▶ [SET EXERCISE] Exactly as they appear, copy the lines of the listing from the one containing "For the evaluation, point out each instance of the pine" through the final line, both included, and nothing else.

* Begin DATA FOR THIS TASK *

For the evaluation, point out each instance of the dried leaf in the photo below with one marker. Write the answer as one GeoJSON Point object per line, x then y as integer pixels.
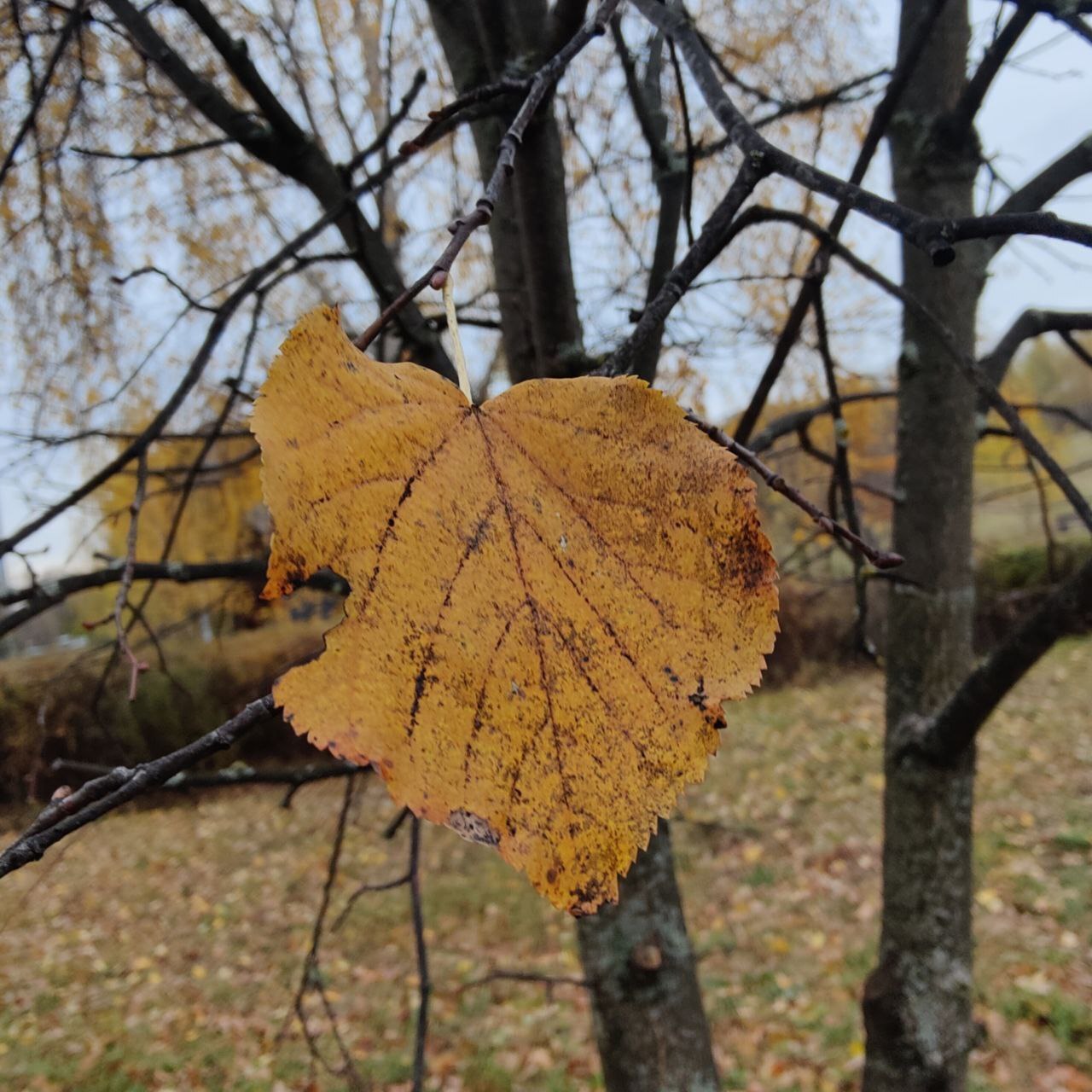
{"type": "Point", "coordinates": [553, 594]}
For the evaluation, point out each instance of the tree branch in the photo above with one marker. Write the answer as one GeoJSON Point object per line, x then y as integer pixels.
{"type": "Point", "coordinates": [935, 236]}
{"type": "Point", "coordinates": [943, 738]}
{"type": "Point", "coordinates": [464, 226]}
{"type": "Point", "coordinates": [102, 795]}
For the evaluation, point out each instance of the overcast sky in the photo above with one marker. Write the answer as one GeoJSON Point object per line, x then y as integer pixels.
{"type": "Point", "coordinates": [1029, 119]}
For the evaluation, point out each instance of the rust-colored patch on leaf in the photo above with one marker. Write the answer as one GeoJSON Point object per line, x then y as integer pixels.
{"type": "Point", "coordinates": [553, 595]}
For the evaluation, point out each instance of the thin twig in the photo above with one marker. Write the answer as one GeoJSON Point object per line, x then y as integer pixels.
{"type": "Point", "coordinates": [424, 983]}
{"type": "Point", "coordinates": [121, 600]}
{"type": "Point", "coordinates": [102, 795]}
{"type": "Point", "coordinates": [464, 226]}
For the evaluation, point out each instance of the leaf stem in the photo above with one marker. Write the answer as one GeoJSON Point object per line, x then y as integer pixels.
{"type": "Point", "coordinates": [449, 307]}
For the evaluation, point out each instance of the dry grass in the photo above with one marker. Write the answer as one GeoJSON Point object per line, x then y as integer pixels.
{"type": "Point", "coordinates": [160, 949]}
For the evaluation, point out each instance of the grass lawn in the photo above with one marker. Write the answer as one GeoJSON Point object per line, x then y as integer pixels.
{"type": "Point", "coordinates": [160, 949]}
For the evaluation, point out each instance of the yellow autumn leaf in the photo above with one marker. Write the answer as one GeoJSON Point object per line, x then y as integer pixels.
{"type": "Point", "coordinates": [552, 596]}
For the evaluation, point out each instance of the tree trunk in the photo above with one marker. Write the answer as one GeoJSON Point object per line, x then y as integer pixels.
{"type": "Point", "coordinates": [917, 1002]}
{"type": "Point", "coordinates": [650, 1025]}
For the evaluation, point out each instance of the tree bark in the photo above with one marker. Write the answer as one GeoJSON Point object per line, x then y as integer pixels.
{"type": "Point", "coordinates": [483, 42]}
{"type": "Point", "coordinates": [651, 1029]}
{"type": "Point", "coordinates": [650, 1025]}
{"type": "Point", "coordinates": [917, 1002]}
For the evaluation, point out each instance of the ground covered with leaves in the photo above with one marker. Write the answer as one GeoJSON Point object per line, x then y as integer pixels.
{"type": "Point", "coordinates": [162, 948]}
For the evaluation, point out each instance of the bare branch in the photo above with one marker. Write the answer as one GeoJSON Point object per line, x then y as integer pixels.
{"type": "Point", "coordinates": [881, 560]}
{"type": "Point", "coordinates": [464, 226]}
{"type": "Point", "coordinates": [102, 795]}
{"type": "Point", "coordinates": [943, 738]}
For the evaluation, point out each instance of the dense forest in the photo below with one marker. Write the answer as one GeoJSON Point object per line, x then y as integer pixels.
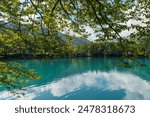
{"type": "Point", "coordinates": [32, 28]}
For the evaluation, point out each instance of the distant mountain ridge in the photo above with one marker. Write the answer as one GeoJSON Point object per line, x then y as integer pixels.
{"type": "Point", "coordinates": [73, 40]}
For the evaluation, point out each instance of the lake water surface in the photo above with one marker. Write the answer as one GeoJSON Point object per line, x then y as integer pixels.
{"type": "Point", "coordinates": [85, 79]}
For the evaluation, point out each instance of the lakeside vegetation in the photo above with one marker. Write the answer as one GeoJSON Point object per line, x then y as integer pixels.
{"type": "Point", "coordinates": [29, 29]}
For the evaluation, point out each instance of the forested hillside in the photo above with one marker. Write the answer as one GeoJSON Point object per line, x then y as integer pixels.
{"type": "Point", "coordinates": [29, 29]}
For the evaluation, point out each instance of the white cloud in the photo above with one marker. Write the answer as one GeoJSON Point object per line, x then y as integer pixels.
{"type": "Point", "coordinates": [134, 86]}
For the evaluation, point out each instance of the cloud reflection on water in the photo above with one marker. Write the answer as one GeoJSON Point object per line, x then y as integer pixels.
{"type": "Point", "coordinates": [134, 86]}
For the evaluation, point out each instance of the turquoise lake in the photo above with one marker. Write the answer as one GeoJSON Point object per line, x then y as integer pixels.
{"type": "Point", "coordinates": [85, 79]}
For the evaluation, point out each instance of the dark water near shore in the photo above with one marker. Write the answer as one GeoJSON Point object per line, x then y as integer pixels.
{"type": "Point", "coordinates": [85, 78]}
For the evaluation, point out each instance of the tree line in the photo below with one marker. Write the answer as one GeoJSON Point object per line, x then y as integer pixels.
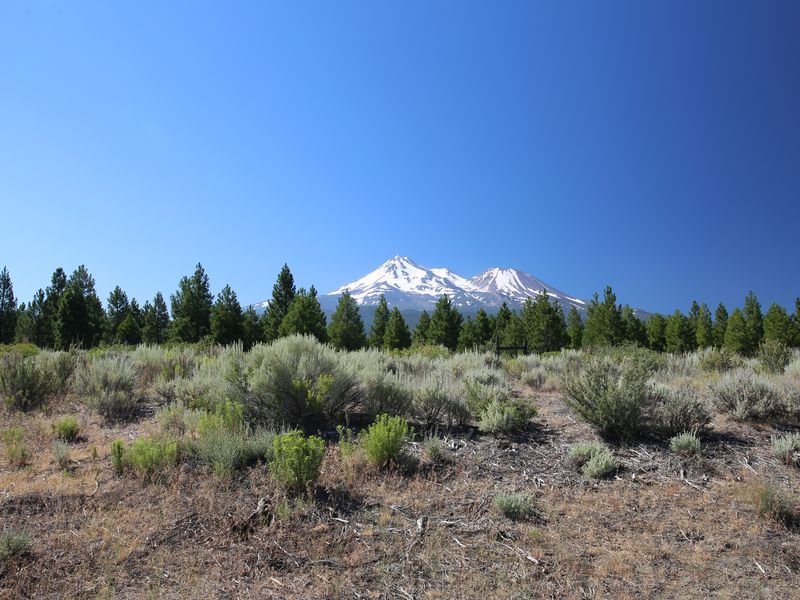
{"type": "Point", "coordinates": [69, 312]}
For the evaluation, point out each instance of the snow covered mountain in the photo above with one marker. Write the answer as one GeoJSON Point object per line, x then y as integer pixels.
{"type": "Point", "coordinates": [410, 286]}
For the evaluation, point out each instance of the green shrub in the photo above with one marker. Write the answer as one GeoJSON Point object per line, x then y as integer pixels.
{"type": "Point", "coordinates": [601, 464]}
{"type": "Point", "coordinates": [15, 450]}
{"type": "Point", "coordinates": [685, 443]}
{"type": "Point", "coordinates": [298, 381]}
{"type": "Point", "coordinates": [745, 397]}
{"type": "Point", "coordinates": [151, 458]}
{"type": "Point", "coordinates": [228, 452]}
{"type": "Point", "coordinates": [110, 384]}
{"type": "Point", "coordinates": [506, 417]}
{"type": "Point", "coordinates": [23, 382]}
{"type": "Point", "coordinates": [787, 448]}
{"type": "Point", "coordinates": [434, 448]}
{"type": "Point", "coordinates": [611, 396]}
{"type": "Point", "coordinates": [14, 544]}
{"type": "Point", "coordinates": [718, 360]}
{"type": "Point", "coordinates": [774, 356]}
{"type": "Point", "coordinates": [773, 503]}
{"type": "Point", "coordinates": [515, 506]}
{"type": "Point", "coordinates": [297, 460]}
{"type": "Point", "coordinates": [61, 454]}
{"type": "Point", "coordinates": [67, 429]}
{"type": "Point", "coordinates": [675, 410]}
{"type": "Point", "coordinates": [386, 439]}
{"type": "Point", "coordinates": [118, 456]}
{"type": "Point", "coordinates": [582, 452]}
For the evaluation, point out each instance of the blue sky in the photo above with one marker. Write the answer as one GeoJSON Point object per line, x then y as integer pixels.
{"type": "Point", "coordinates": [653, 146]}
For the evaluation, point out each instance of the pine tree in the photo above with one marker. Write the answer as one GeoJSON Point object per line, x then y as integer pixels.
{"type": "Point", "coordinates": [191, 307]}
{"type": "Point", "coordinates": [704, 328]}
{"type": "Point", "coordinates": [80, 318]}
{"type": "Point", "coordinates": [656, 332]}
{"type": "Point", "coordinates": [603, 325]}
{"type": "Point", "coordinates": [252, 327]}
{"type": "Point", "coordinates": [754, 321]}
{"type": "Point", "coordinates": [377, 332]}
{"type": "Point", "coordinates": [117, 310]}
{"type": "Point", "coordinates": [397, 336]}
{"type": "Point", "coordinates": [346, 331]}
{"type": "Point", "coordinates": [678, 333]}
{"type": "Point", "coordinates": [420, 337]}
{"type": "Point", "coordinates": [305, 316]}
{"type": "Point", "coordinates": [778, 325]}
{"type": "Point", "coordinates": [155, 321]}
{"type": "Point", "coordinates": [445, 324]}
{"type": "Point", "coordinates": [469, 338]}
{"type": "Point", "coordinates": [129, 331]}
{"type": "Point", "coordinates": [283, 293]}
{"type": "Point", "coordinates": [574, 328]}
{"type": "Point", "coordinates": [796, 324]}
{"type": "Point", "coordinates": [720, 325]}
{"type": "Point", "coordinates": [483, 327]}
{"type": "Point", "coordinates": [635, 330]}
{"type": "Point", "coordinates": [52, 301]}
{"type": "Point", "coordinates": [227, 320]}
{"type": "Point", "coordinates": [502, 321]}
{"type": "Point", "coordinates": [8, 309]}
{"type": "Point", "coordinates": [736, 333]}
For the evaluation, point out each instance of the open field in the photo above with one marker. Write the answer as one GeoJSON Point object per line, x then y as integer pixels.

* End DATA FOR THIS TASK *

▶ [RESULT]
For the evaluation, point out each instance of the pine tree in the photo above with one marker. Write the answer as one GeoJSON Point object per line, x then y as integer pixels.
{"type": "Point", "coordinates": [191, 307]}
{"type": "Point", "coordinates": [704, 328]}
{"type": "Point", "coordinates": [80, 318]}
{"type": "Point", "coordinates": [656, 332]}
{"type": "Point", "coordinates": [603, 325]}
{"type": "Point", "coordinates": [252, 327]}
{"type": "Point", "coordinates": [754, 321]}
{"type": "Point", "coordinates": [377, 332]}
{"type": "Point", "coordinates": [117, 310]}
{"type": "Point", "coordinates": [397, 336]}
{"type": "Point", "coordinates": [346, 331]}
{"type": "Point", "coordinates": [678, 333]}
{"type": "Point", "coordinates": [420, 337]}
{"type": "Point", "coordinates": [305, 316]}
{"type": "Point", "coordinates": [778, 325]}
{"type": "Point", "coordinates": [155, 321]}
{"type": "Point", "coordinates": [445, 324]}
{"type": "Point", "coordinates": [469, 338]}
{"type": "Point", "coordinates": [129, 331]}
{"type": "Point", "coordinates": [283, 293]}
{"type": "Point", "coordinates": [574, 328]}
{"type": "Point", "coordinates": [796, 324]}
{"type": "Point", "coordinates": [720, 325]}
{"type": "Point", "coordinates": [483, 327]}
{"type": "Point", "coordinates": [635, 330]}
{"type": "Point", "coordinates": [52, 301]}
{"type": "Point", "coordinates": [227, 320]}
{"type": "Point", "coordinates": [502, 321]}
{"type": "Point", "coordinates": [8, 309]}
{"type": "Point", "coordinates": [736, 333]}
For the evaluation, point out each instance of the open field in the photo above with one marker. Write the answer as one GeoJSON Point object per line, x then y as integer pixels.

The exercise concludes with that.